=== MATERIAL ===

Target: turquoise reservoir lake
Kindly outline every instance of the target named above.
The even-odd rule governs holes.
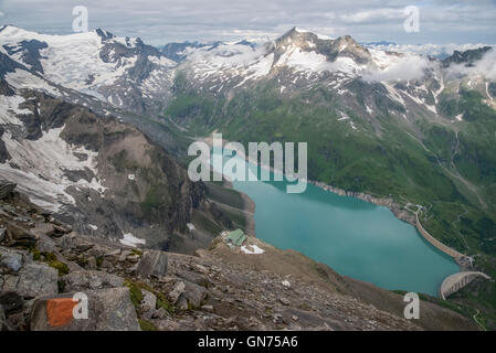
[[[256,171],[256,165],[242,162]],[[273,176],[268,182],[233,181],[233,188],[256,204],[255,233],[262,240],[386,289],[437,296],[443,279],[460,270],[389,208],[313,184],[304,193],[289,194],[287,182]]]

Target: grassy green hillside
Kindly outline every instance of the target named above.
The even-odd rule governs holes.
[[[424,205],[423,225],[433,236],[475,255],[476,264],[496,276],[496,111],[474,90],[461,90],[456,97],[442,94],[437,109],[444,124],[424,118],[409,127],[390,113],[404,109],[381,95],[374,97],[379,111],[373,121],[356,113],[365,106],[360,92],[351,103],[318,86],[288,97],[273,79],[228,99],[199,94],[178,75],[177,98],[165,115],[190,133],[205,136],[217,129],[245,146],[308,142],[312,180]],[[349,120],[338,120],[342,113],[356,129]],[[460,115],[462,122],[455,120]],[[490,297],[487,292],[496,296],[494,284],[481,286],[488,286],[484,298]]]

===

* EXERCISE *
Copy out all of the material above word for word, omitting the pictures.

* RESULT BELOW *
Target: turquoise reservoir lake
Kindly outline every instance of the target named above.
The even-odd rule governs holes.
[[[256,171],[256,165],[242,162]],[[273,176],[268,182],[233,181],[233,188],[256,204],[255,233],[262,240],[386,289],[437,296],[443,279],[460,270],[389,208],[313,184],[304,193],[289,194],[287,182]]]

Target: grassy green hillside
Kindly outline every instance of the target named above.
The even-odd rule governs holes.
[[[424,205],[423,225],[433,236],[475,255],[476,264],[496,276],[496,111],[474,90],[461,90],[456,97],[442,94],[437,109],[444,124],[424,118],[409,127],[390,113],[404,109],[381,95],[374,97],[379,111],[373,121],[356,113],[365,106],[360,92],[351,103],[318,86],[288,97],[273,79],[228,99],[199,94],[178,75],[177,98],[165,115],[190,133],[205,136],[217,129],[245,146],[308,142],[312,180]],[[349,120],[338,120],[342,113],[356,129]],[[460,115],[462,122],[455,120]],[[490,297],[487,292],[496,296],[494,284],[481,286],[488,286],[484,298]]]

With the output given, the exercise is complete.